[Opening Records for this task section]

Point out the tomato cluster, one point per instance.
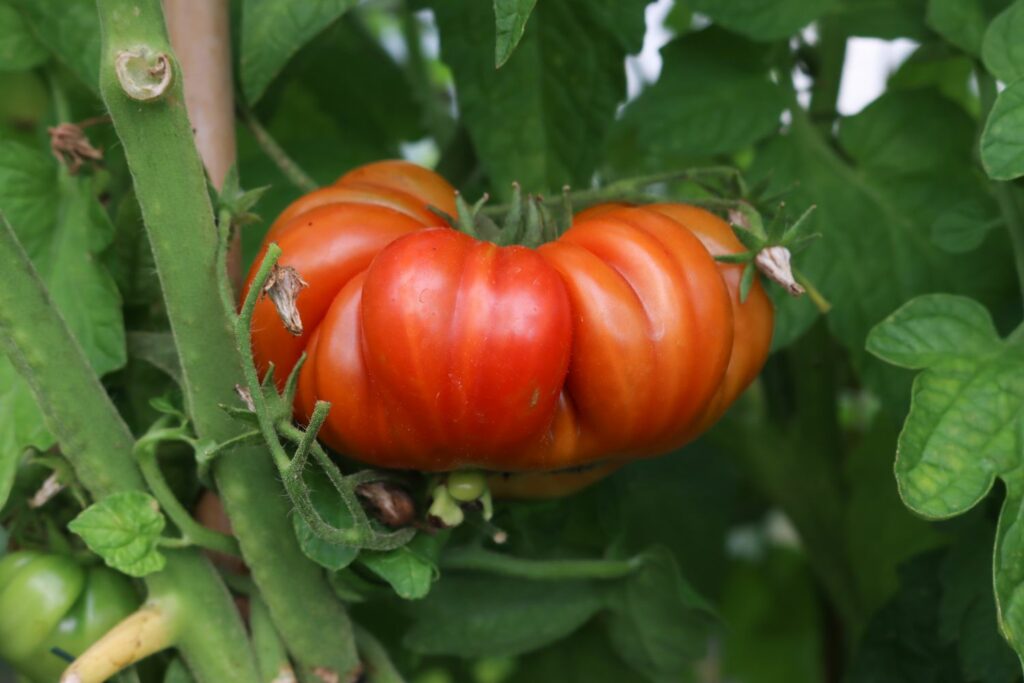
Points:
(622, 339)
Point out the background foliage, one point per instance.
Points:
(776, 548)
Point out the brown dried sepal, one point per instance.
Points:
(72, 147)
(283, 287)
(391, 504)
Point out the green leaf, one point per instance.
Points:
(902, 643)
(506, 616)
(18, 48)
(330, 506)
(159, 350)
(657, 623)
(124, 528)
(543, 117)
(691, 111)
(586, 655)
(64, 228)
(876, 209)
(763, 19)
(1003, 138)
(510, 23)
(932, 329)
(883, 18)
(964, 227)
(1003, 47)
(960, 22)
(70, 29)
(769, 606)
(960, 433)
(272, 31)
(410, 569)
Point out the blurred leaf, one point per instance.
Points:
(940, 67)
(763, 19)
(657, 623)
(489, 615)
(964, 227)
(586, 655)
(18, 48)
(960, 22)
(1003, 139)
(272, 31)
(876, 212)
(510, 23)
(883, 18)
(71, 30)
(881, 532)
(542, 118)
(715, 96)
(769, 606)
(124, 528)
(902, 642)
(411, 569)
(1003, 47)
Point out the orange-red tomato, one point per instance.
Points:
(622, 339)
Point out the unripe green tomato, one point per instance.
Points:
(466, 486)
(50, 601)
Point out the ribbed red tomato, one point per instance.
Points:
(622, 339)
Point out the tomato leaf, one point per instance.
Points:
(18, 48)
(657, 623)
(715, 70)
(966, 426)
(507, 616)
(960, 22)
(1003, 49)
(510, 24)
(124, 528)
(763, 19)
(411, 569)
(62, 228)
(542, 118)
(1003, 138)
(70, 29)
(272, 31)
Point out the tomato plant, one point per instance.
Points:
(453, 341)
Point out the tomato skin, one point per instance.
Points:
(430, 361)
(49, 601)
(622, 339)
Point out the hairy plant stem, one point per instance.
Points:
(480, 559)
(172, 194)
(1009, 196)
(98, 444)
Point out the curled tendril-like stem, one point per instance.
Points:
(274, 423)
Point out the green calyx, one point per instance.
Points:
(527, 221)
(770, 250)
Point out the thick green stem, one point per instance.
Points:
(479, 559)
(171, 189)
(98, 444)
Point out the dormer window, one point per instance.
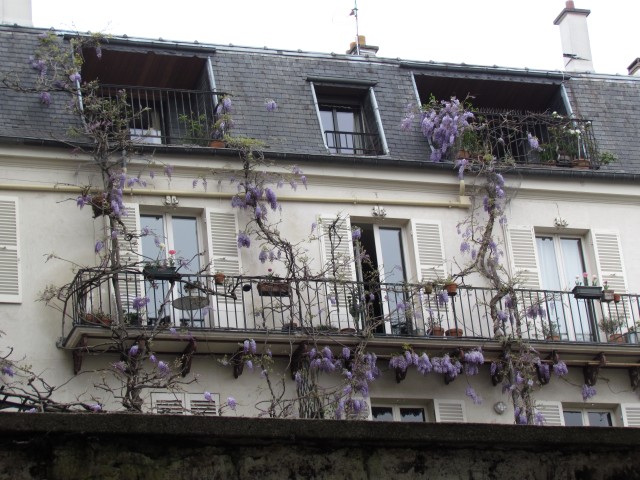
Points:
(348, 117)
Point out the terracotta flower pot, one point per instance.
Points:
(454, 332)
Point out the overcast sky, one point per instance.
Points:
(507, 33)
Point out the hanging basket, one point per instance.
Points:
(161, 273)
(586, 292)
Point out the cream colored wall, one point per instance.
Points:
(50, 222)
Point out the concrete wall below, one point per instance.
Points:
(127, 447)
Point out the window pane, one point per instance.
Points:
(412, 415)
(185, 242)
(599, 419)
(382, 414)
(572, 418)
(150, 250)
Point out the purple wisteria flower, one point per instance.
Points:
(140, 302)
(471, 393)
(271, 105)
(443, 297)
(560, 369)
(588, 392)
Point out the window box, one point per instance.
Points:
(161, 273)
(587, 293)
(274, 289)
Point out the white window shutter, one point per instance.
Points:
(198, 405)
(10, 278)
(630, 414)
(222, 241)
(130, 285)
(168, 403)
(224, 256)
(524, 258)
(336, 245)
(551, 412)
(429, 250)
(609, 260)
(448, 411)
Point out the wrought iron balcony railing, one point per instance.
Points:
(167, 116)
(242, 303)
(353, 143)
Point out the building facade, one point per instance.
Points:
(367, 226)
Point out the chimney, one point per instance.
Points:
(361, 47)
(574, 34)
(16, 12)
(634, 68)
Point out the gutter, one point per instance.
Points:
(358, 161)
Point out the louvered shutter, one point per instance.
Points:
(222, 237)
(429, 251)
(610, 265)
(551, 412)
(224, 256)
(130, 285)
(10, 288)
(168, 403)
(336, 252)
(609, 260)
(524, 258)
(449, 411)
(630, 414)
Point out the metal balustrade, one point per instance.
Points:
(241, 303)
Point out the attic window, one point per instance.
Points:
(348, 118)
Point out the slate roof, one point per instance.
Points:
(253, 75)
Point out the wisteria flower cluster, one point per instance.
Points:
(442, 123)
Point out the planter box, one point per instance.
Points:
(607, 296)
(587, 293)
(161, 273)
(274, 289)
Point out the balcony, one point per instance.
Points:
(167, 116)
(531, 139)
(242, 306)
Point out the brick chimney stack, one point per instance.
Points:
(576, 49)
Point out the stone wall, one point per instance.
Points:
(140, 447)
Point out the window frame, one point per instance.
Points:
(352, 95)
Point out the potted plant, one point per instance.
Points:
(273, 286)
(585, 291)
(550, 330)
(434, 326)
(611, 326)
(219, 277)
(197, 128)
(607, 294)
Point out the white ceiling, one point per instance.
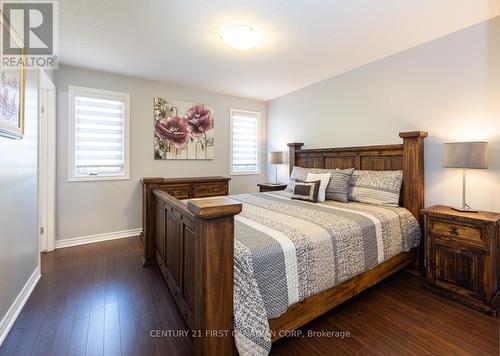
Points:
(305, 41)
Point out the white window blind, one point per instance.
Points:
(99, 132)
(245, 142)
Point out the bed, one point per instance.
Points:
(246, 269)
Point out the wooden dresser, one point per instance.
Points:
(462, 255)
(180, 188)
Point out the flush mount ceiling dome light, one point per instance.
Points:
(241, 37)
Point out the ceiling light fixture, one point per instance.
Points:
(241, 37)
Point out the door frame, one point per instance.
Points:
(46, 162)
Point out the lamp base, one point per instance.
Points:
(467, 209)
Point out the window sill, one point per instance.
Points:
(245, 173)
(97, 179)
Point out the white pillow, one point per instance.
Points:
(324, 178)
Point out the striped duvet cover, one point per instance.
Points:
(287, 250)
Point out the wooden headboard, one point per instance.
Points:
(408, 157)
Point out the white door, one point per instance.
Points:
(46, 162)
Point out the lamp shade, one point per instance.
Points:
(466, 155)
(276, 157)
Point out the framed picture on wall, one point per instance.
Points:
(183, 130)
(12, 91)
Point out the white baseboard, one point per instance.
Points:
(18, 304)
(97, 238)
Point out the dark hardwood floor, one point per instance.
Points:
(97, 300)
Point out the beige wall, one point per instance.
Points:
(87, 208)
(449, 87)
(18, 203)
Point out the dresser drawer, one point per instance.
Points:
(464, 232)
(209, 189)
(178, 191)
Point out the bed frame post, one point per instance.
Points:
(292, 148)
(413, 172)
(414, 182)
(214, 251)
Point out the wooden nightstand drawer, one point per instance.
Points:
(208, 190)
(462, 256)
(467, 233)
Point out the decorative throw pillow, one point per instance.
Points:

[Closing Records for this task section]

Output each entry verbatim; none of the pictures should be included.

Point out the tomato cluster, one point per instance.
Points:
(622, 339)
Point out the background foliage, one point per instance.
Points:
(776, 548)
Point out the brown dried sepal, one point per instance.
Points:
(72, 147)
(283, 287)
(391, 504)
Point out the green leaf, one point per instance.
Points:
(902, 643)
(506, 616)
(18, 48)
(330, 506)
(159, 350)
(657, 623)
(124, 528)
(543, 117)
(691, 111)
(586, 655)
(64, 228)
(876, 209)
(763, 19)
(1003, 138)
(510, 23)
(932, 329)
(883, 18)
(964, 227)
(1003, 47)
(960, 22)
(70, 29)
(769, 606)
(960, 433)
(272, 31)
(410, 569)
Point out the blurred leaf, one point per instance.
Points:
(940, 67)
(763, 19)
(657, 623)
(489, 615)
(964, 227)
(586, 655)
(18, 48)
(960, 22)
(1003, 139)
(272, 31)
(876, 212)
(510, 23)
(883, 18)
(71, 30)
(881, 532)
(542, 118)
(715, 96)
(769, 606)
(124, 528)
(902, 642)
(411, 569)
(1003, 47)
Point out the orange-red tomato, one point per instance.
Points:
(622, 339)
Point out the unripe green tomato, one point per instance.
Points:
(466, 486)
(50, 601)
Point out the ribbed red tomato, one point per instance.
Points:
(622, 339)
Point out the tomato leaf, one point per instance.
Points:
(18, 48)
(657, 623)
(715, 70)
(966, 426)
(507, 616)
(960, 22)
(1003, 49)
(510, 24)
(124, 528)
(763, 19)
(411, 569)
(62, 228)
(542, 118)
(1003, 138)
(70, 29)
(272, 31)
Point out the tomato plant, one point per instance.
Points:
(453, 341)
Point out the tomato skin, one point per instance.
Points:
(430, 361)
(49, 601)
(622, 339)
Point out the hairy plant stem, one point per instance.
Points:
(480, 559)
(172, 194)
(1009, 196)
(98, 444)
Point out the curled tendril-like stem, one point per instance.
Points:
(274, 423)
Point out the green calyx, one point per instance.
Points:
(527, 221)
(770, 250)
Point out the thick green stem, one point per instance.
Points:
(479, 559)
(171, 189)
(98, 444)
Point out the dormer window, one point per instance.
Points:
(348, 117)
Point out the terracotta flower pot, one point per instance.
Points:
(454, 332)
Point out the overcast sky, one point per instance.
Points:
(507, 33)
Point out the hanging basket, one point per instance.
Points:
(161, 273)
(586, 292)
Point out the cream colored wall, one point per instance.
Points:
(50, 222)
Point out the concrete wall below, one point per instance.
Points:
(127, 447)
Point out the window pane, one point per instance.
Points:
(412, 415)
(185, 242)
(599, 419)
(382, 414)
(572, 418)
(150, 250)
Point out the purple wisteria flower, one point per instance.
Points:
(140, 302)
(471, 393)
(271, 105)
(443, 297)
(560, 369)
(588, 392)
Point out the window box, one point per instance.
Points:
(161, 273)
(587, 293)
(274, 289)
Point out the white window shutter, one point per instance.
Points:
(198, 405)
(10, 278)
(630, 414)
(222, 241)
(130, 285)
(168, 403)
(224, 256)
(524, 258)
(336, 245)
(551, 412)
(429, 250)
(609, 260)
(448, 411)
Point out the wrought iron balcony railing, one point per instance.
Points:
(167, 116)
(242, 303)
(353, 143)
Point out the building facade, one point per instance.
Points:
(367, 226)
Point out the chimney, one point per instance.
Points:
(361, 47)
(574, 34)
(16, 12)
(634, 68)
Point out the gutter, one point per instance.
Points:
(358, 161)
Point out the louvered shutter, one point per instance.
Points:
(222, 237)
(429, 251)
(610, 265)
(551, 412)
(224, 256)
(130, 285)
(10, 288)
(168, 403)
(336, 252)
(609, 260)
(524, 258)
(449, 411)
(630, 414)
Point out the metal balustrade, one point per instance.
Points:
(241, 303)
Point out the attic window, one point per instance.
Points:
(348, 118)
Point out the slate roof, one point per instance.
Points:
(253, 75)
Point out the wisteria flower cluster, one point per instance.
Points:
(442, 123)
Point out the planter box, one point per instance.
Points:
(607, 296)
(587, 293)
(161, 273)
(274, 289)
Point out the balcony, one point per instance.
Points:
(167, 116)
(531, 139)
(242, 306)
Point out the brick chimney stack, one point per instance.
Points:
(576, 49)
Point out the stone wall, one point per instance.
Points:
(140, 447)
Point out the window frame, one point per instance.
Points:
(352, 95)
Point out the potted plant, one point per instance.
Points:
(273, 286)
(585, 291)
(550, 330)
(434, 326)
(611, 326)
(219, 277)
(197, 128)
(607, 294)
Point out the white ceiling, one point per instance.
Points:
(305, 41)
Point out the white window blind, one point per instance.
Points:
(99, 132)
(245, 142)
Point out the bed, one point per instance.
Points:
(246, 269)
Point out the wooden dresser, one point per instance.
Points:
(462, 255)
(180, 188)
Point out the flush mount ceiling dome light, one point per instance.
Points:
(241, 37)
Point out the ceiling light fixture, one point per instance.
Points:
(241, 37)
Point out the door frame, one point per instance.
Points:
(46, 162)
Point out the lamp base, one point per instance.
Points:
(467, 209)
Point out the window sill, one point per instance.
Points:
(245, 173)
(97, 179)
Point out the white pillow, one point per instance.
Points:
(324, 178)
Point out the striped duvet cover, one point per instance.
Points:
(287, 250)
Point out the wooden headboard, one point per instance.
Points:
(408, 157)
Point out the white door, one point per instance.
Points:
(46, 162)
Point out the lamp shade, one point per instance.
Points:
(466, 155)
(276, 157)
Point out the framed picture on wall, one point per instance.
Points:
(183, 130)
(12, 91)
Point out the white baseboard, one point per instance.
Points:
(18, 304)
(97, 238)
Point out the dark hardwood floor, one point per instance.
Points:
(97, 300)
Point out the beige wall, one point per instance.
Points:
(87, 208)
(449, 87)
(18, 203)
Point out the dresser drawer, one point per instance.
Points:
(464, 232)
(209, 189)
(178, 191)
Point out the bed frame post, one point per instance.
Points:
(292, 148)
(413, 172)
(414, 182)
(214, 251)
Point out the wooden nightstand drawer, one point per instance.
Points:
(208, 190)
(462, 256)
(467, 233)
Point out the decorative throw pillow, one point per instance.
Points:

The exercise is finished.